(Material supplied begins)

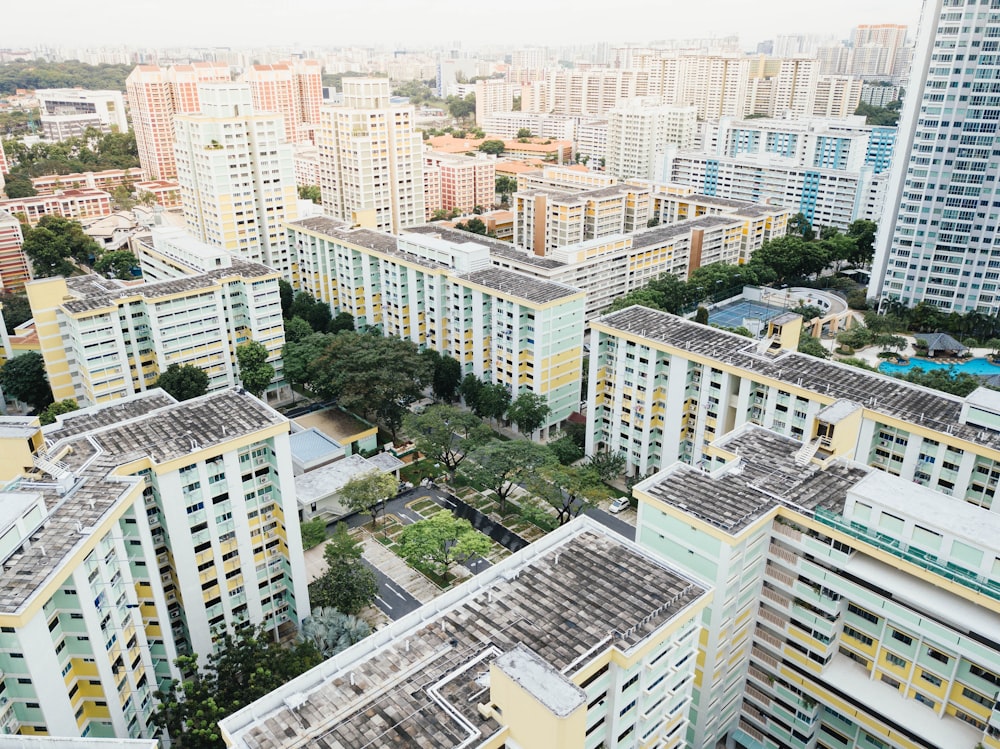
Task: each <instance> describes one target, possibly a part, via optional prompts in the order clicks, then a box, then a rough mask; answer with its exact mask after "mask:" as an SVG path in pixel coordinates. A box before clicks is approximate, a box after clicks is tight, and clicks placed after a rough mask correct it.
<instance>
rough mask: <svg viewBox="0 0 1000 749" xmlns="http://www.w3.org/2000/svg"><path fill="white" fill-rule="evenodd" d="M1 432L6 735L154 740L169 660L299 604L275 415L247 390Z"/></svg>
mask: <svg viewBox="0 0 1000 749" xmlns="http://www.w3.org/2000/svg"><path fill="white" fill-rule="evenodd" d="M0 426H2V436H0V442H2V450H0V456H2V458H0V481H2V482H3V505H4V512H3V514H2V516H0V539H2V542H0V561H2V564H3V570H4V571H3V575H2V576H0V731H2V732H3V733H22V734H27V735H33V734H34V735H50V736H57V737H64V738H63V743H65V745H67V746H70V745H76V744H74V743H73V738H75V737H94V738H100V737H105V738H110V737H118V738H128V737H147V738H148V737H151V736H154V735H157V734H158V733H159V730H160V729H159V728H158V727H156V726H154V725H153V724H152V721H151V714H152V712H153V710H154V709H155V707H156V702H155V697H154V694H155V692H156V690H157V689H161V688H164V687H165V686H166V683H167V680H168V679H179V678H181V674H180V673H179V671H178V669H177V667H176V666H175V665H174V661H175V659H176V658H177V656H179V655H185V654H191V653H198V654H199V655H200V656H202V658H204V657H205V656H207V655H208V654H209V653H211V652H212V648H213V630H214V629H216V628H226V627H232V626H235V625H238V624H242V623H251V624H263V625H264V626H266V627H268V628H269V629H270V630H271V631H274V632H275V634H276V635H279V636H288V635H290V634H291V632H292V631H293V630H294V628H295V626H296V625H297V624H299V623H300V622H301V619H302V618H303V616H305V615H307V613H308V591H307V589H306V578H305V567H304V562H303V556H302V545H301V539H300V537H299V528H298V520H297V509H296V502H295V494H294V484H293V476H292V473H293V471H292V458H291V450H290V447H289V437H288V430H289V426H288V421H287V420H286V419H285V418H284V417H282V416H281V415H280V414H278V413H277V412H275V411H273V410H272V409H270V408H268V407H267V406H265V405H264V404H263V403H261V402H260V401H258V400H257V399H256V398H253V397H252V396H250V395H246V394H241V393H239V392H237V391H236V390H227V391H224V392H219V393H211V394H208V395H206V396H203V397H201V398H195V399H192V400H188V401H184V402H182V403H177V402H176V401H175V400H174V399H173V398H171V397H170V396H168V395H167V394H166V393H164V392H163V391H161V390H156V391H152V392H148V393H143V394H138V395H135V396H132V397H130V398H127V399H124V400H119V401H116V402H114V403H111V404H105V405H100V406H95V407H92V408H86V409H83V410H80V411H76V412H74V413H72V414H68V415H65V416H61V417H59V418H58V420H57V422H56V423H55V424H53V425H51V426H49V427H45V428H44V430H43V429H40V428H39V426H38V420H37V419H36V418H32V417H5V418H0ZM81 745H83V744H81Z"/></svg>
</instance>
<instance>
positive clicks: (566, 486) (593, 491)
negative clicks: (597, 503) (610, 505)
mask: <svg viewBox="0 0 1000 749" xmlns="http://www.w3.org/2000/svg"><path fill="white" fill-rule="evenodd" d="M528 488H529V489H531V491H532V493H534V495H535V496H537V497H539V498H540V499H542V500H543V501H545V502H546V503H547V504H548V505H549V506H551V507H552V508H553V509H554V510H555V511H556V518H557V519H558V520H559V525H565V524H566V523H568V522H569V521H570V520H572V519H573V518H575V517H576V516H577V515H579V514H580V513H581V512H584V511H585V510H588V509H590V508H591V507H594V506H596V504H597V502H598V501H599V500H601V499H607V498H608V497H609V496H611V492H610V490H609V489H608V487H607V486H606V485H605V484H604V482H603V481H601V477H600V475H598V473H597V471H596V470H595V469H594V468H592V467H590V466H564V465H561V464H558V463H556V464H548V465H546V466H544V467H542V468H541V470H539V472H538V473H537V474H535V475H534V476H532V478H531V479H530V481H529V483H528Z"/></svg>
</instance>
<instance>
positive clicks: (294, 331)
mask: <svg viewBox="0 0 1000 749" xmlns="http://www.w3.org/2000/svg"><path fill="white" fill-rule="evenodd" d="M312 334H313V329H312V326H311V325H310V324H309V323H307V322H306V321H305V320H303V319H302V318H301V317H293V318H292V319H291V320H285V341H286V343H297V342H299V341H301V340H302V339H303V338H308V337H309V336H311V335H312Z"/></svg>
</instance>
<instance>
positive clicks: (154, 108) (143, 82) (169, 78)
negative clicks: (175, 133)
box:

(Material supplied ends)

— Task to complete —
Could you write all the entries out again exactly, but without their pictures?

— Solution —
Task: each <instance> describes one target, possibly a part, via optional prompts in the order clicks, then a box, then a rough mask; answer with its exact mask after "mask:" as an SVG path in pixel coordinates. A box before clicks is approximate, a box after clicks is tight, and clicks placed after a rough mask correct it.
<instance>
rough mask: <svg viewBox="0 0 1000 749" xmlns="http://www.w3.org/2000/svg"><path fill="white" fill-rule="evenodd" d="M1 432L6 735L154 740L169 660L299 604L275 415L247 390Z"/></svg>
mask: <svg viewBox="0 0 1000 749" xmlns="http://www.w3.org/2000/svg"><path fill="white" fill-rule="evenodd" d="M0 426H2V436H0V442H2V450H0V456H2V458H0V481H2V482H3V505H4V512H3V514H2V516H0V539H2V542H0V561H2V564H3V570H4V571H3V575H2V576H0V731H2V732H3V733H22V734H27V735H33V734H34V735H50V736H57V737H64V738H63V743H65V745H67V746H70V745H76V744H74V743H73V738H75V737H94V738H100V737H105V738H110V737H118V738H128V737H147V738H148V737H151V736H154V735H157V734H158V733H159V730H160V729H159V728H158V727H156V726H154V725H153V724H152V721H151V714H152V712H153V710H154V709H155V707H156V702H155V697H154V694H155V692H156V690H157V689H161V688H164V687H165V686H166V683H167V680H168V679H179V678H181V674H180V673H179V671H178V669H177V667H176V666H175V665H174V661H175V659H176V658H177V656H179V655H185V654H191V653H198V654H199V655H200V656H202V658H204V657H205V656H207V655H208V654H209V653H211V652H212V648H213V630H214V629H216V628H226V627H232V626H235V625H238V624H242V623H251V624H263V625H264V626H266V627H268V628H269V629H270V630H271V631H274V632H275V634H276V635H279V636H288V635H290V634H291V632H292V631H293V630H294V628H295V626H296V625H297V624H299V623H300V622H301V619H302V618H303V616H305V615H307V613H308V591H307V589H306V578H305V567H304V562H303V556H302V545H301V539H300V537H299V528H298V520H297V509H296V502H295V494H294V484H293V476H292V473H293V471H292V458H291V450H290V447H289V437H288V430H289V426H288V421H287V420H286V419H285V418H284V417H282V416H281V415H280V414H278V413H277V412H275V411H273V410H272V409H270V408H268V407H267V406H265V405H264V404H263V403H261V402H260V401H258V400H257V399H256V398H253V397H252V396H250V395H246V394H241V393H239V392H237V391H236V390H227V391H224V392H219V393H211V394H208V395H206V396H203V397H201V398H195V399H192V400H188V401H184V402H182V403H177V402H176V401H175V400H174V399H173V398H171V397H170V396H168V395H167V394H166V393H164V392H163V391H161V390H156V391H152V392H148V393H143V394H138V395H135V396H132V397H130V398H127V399H124V400H119V401H116V402H114V403H111V404H105V405H100V406H95V407H92V408H86V409H83V410H80V411H76V412H74V413H72V414H68V415H65V416H61V417H59V418H58V420H57V422H56V423H55V424H53V425H51V426H49V427H45V428H44V430H43V429H40V428H39V426H38V420H37V419H36V418H32V417H5V418H0ZM81 745H83V744H81Z"/></svg>
</instance>
<instance>
positive clicks: (566, 486) (593, 491)
negative clicks: (597, 503) (610, 505)
mask: <svg viewBox="0 0 1000 749" xmlns="http://www.w3.org/2000/svg"><path fill="white" fill-rule="evenodd" d="M528 488H529V489H531V491H532V493H534V495H535V496H537V497H539V498H540V499H542V500H543V501H545V502H546V503H547V504H548V505H549V506H551V507H552V508H553V509H554V510H555V511H556V518H557V519H558V520H559V525H565V524H566V523H568V522H569V521H570V520H572V519H573V518H575V517H576V516H577V515H579V514H580V513H581V512H584V511H585V510H588V509H590V508H591V507H594V506H596V504H597V502H598V501H599V500H601V499H607V498H608V497H609V496H611V492H610V490H609V489H608V487H607V486H606V485H605V484H604V482H603V481H601V477H600V475H598V473H597V471H596V470H595V469H594V468H592V467H590V466H564V465H561V464H558V463H556V464H548V465H546V466H544V467H542V468H541V470H539V472H538V473H537V474H535V475H534V476H532V478H531V479H530V481H529V483H528Z"/></svg>
</instance>
<instance>
positive clicks: (294, 331)
mask: <svg viewBox="0 0 1000 749" xmlns="http://www.w3.org/2000/svg"><path fill="white" fill-rule="evenodd" d="M312 334H313V329H312V326H311V325H310V324H309V323H307V322H306V321H305V320H303V319H302V318H301V317H293V318H292V319H291V320H285V341H286V343H297V342H299V341H301V340H302V339H303V338H308V337H309V336H311V335H312Z"/></svg>
</instance>
<instance>
positive clicks: (154, 108) (143, 82) (169, 78)
negative clicks: (175, 133)
box:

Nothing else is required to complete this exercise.